Return every one of the lines below word for word, changing nothing.

Records:
────

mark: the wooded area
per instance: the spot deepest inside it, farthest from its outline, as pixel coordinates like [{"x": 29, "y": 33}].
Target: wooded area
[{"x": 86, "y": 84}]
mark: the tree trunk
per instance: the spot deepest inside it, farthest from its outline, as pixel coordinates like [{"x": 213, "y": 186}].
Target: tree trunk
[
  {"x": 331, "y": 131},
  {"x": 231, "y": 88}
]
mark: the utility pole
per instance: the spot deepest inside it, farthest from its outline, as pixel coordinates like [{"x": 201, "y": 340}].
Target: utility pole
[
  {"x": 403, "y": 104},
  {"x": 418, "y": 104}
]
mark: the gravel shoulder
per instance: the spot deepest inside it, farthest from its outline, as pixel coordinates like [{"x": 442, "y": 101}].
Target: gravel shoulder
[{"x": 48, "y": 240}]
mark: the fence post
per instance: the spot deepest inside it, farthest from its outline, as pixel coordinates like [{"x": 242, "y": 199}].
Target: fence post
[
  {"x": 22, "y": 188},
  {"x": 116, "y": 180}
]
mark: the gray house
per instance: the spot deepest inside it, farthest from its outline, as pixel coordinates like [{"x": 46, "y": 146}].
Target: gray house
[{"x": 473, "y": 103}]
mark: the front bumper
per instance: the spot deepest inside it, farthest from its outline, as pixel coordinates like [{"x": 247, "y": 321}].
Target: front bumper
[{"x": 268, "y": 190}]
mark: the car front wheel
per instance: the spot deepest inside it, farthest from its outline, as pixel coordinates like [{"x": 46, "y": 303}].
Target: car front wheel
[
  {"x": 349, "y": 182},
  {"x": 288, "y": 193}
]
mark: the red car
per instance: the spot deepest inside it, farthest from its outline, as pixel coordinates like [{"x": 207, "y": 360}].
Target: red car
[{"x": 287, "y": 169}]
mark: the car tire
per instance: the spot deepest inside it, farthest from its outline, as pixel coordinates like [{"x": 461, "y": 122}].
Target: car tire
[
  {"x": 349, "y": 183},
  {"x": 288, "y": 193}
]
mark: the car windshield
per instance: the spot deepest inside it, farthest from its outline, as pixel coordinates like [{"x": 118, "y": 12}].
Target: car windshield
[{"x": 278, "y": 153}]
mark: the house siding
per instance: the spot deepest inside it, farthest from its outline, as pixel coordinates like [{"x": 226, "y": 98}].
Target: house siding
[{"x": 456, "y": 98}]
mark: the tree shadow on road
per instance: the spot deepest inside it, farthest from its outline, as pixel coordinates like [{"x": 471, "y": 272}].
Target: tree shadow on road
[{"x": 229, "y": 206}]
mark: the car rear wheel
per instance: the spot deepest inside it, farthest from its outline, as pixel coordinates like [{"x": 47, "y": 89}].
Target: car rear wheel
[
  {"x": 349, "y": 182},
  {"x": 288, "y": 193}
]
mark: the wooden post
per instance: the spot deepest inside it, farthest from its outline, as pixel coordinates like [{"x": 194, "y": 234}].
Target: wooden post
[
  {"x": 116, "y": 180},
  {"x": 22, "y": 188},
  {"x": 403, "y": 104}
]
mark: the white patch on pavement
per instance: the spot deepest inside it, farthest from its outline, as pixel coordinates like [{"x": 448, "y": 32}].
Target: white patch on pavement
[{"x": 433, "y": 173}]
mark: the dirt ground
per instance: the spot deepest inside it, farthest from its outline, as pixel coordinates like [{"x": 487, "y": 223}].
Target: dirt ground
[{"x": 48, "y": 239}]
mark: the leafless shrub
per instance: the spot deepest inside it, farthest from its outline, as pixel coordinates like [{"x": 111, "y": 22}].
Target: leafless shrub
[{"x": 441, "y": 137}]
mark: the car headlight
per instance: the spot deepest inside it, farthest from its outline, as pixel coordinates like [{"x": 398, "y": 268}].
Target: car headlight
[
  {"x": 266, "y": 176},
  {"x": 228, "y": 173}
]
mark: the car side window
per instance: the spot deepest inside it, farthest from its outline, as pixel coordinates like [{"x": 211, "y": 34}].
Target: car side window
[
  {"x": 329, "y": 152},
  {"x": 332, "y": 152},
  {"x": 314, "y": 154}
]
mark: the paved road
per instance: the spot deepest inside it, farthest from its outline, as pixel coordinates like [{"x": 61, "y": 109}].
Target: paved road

────

▶ _Output_
mark: the wooded area
per instance: the spot deepest inside it, farthest from its outline, as pixel coordinates like [{"x": 29, "y": 33}].
Target: wooded area
[{"x": 86, "y": 84}]
mark: the tree trunk
per instance: the spot deepest inside it, farthest from its outline, as pixel coordinates like [{"x": 213, "y": 186}].
Target: tree trunk
[
  {"x": 331, "y": 131},
  {"x": 231, "y": 88}
]
mark: the utility pole
per instance: the spot deepest inside it, farthest from its outline, as pixel coordinates like [{"x": 201, "y": 340}].
Target: utility pole
[
  {"x": 403, "y": 104},
  {"x": 418, "y": 104}
]
mark: the gravel shoulder
per instance: the spot deepest inside it, farthest from its outline, as pixel coordinates like [{"x": 442, "y": 101}].
Target: gravel shoulder
[{"x": 48, "y": 240}]
mark: the fence post
per instance: the spot deepest inside it, farthest from its outline, as pixel coordinates like [{"x": 242, "y": 199}].
Target: fence post
[
  {"x": 22, "y": 188},
  {"x": 116, "y": 180}
]
mark: the gray house
per instance: the spot deepest inside it, farthest from its outline, as pixel coordinates like [{"x": 46, "y": 146}].
Target: gray house
[{"x": 473, "y": 103}]
mark: the front bumper
per instance: the spot deepest inside it, farthest from its outline, as pixel coordinates like [{"x": 247, "y": 321}].
Target: front bumper
[{"x": 268, "y": 190}]
mark: the car front wheel
per instance: the spot deepest inside it, farthest from its outline, as pixel coordinates like [{"x": 46, "y": 303}].
Target: car front wheel
[
  {"x": 349, "y": 182},
  {"x": 288, "y": 193}
]
mark: the red car
per instance: the spot deepest inside it, farthest from its outline, as pixel coordinates like [{"x": 207, "y": 360}].
Target: red car
[{"x": 287, "y": 169}]
mark: the car tire
per instance: the spot deepest inside it, farthest from its outline, as pixel coordinates like [{"x": 461, "y": 122}].
Target: car tire
[
  {"x": 349, "y": 183},
  {"x": 288, "y": 193}
]
mark: the car windshield
per instance: the spot deepest inside it, farthest from its outline, as pixel coordinates like [{"x": 118, "y": 12}].
Target: car windshield
[{"x": 278, "y": 153}]
mark: the house siding
per instance: the spot deepest inside it, farthest from its outline, as pixel coordinates like [{"x": 226, "y": 98}].
Target: house siding
[{"x": 456, "y": 98}]
mark: the tree shadow on road
per instance: the spot deepest inside it, farthest from its outline, as pixel coordinates like [{"x": 471, "y": 272}].
Target: tree shadow on road
[{"x": 229, "y": 206}]
mark: the car rear wheel
per instance: the spot deepest inside it, farthest from its outline, as pixel coordinates like [{"x": 47, "y": 89}].
Target: car rear wheel
[
  {"x": 349, "y": 182},
  {"x": 288, "y": 193}
]
mark: the wooden post
per instance: the spot deepest inside it, farthest from its outline, as pixel coordinates like [{"x": 194, "y": 234}].
Target: wooden post
[
  {"x": 116, "y": 180},
  {"x": 22, "y": 188},
  {"x": 403, "y": 104}
]
mark: the white patch on pavement
per instance: the spot deepest inside it, farthest from its outline, as pixel coordinates like [{"x": 448, "y": 32}].
Target: white patch on pavement
[{"x": 433, "y": 173}]
mark: the dirt ground
per instance: the spot deepest inside it, farthest from its outline, as pixel coordinates like [{"x": 487, "y": 223}].
Target: dirt ground
[{"x": 48, "y": 239}]
mark: the leafless shrub
per instance: the spot deepest inside it, farthest from its outline, as pixel coordinates like [{"x": 111, "y": 22}].
Target: leafless shrub
[{"x": 441, "y": 137}]
mark: the car headlight
per instance: the spot deepest inside it, farthest from its outline, as pixel coordinates like [{"x": 398, "y": 268}].
Target: car headlight
[
  {"x": 266, "y": 176},
  {"x": 228, "y": 173}
]
mark: the car side window
per instance: the spot deepest inside it, farthest from its outline, as pixel coordinates like [{"x": 211, "y": 34}].
Target: car side window
[
  {"x": 329, "y": 152},
  {"x": 332, "y": 152},
  {"x": 314, "y": 154}
]
mark: the paved road
per instance: the spot deepest inside it, farthest from its outline, as pixel coordinates like [{"x": 61, "y": 109}].
Target: paved road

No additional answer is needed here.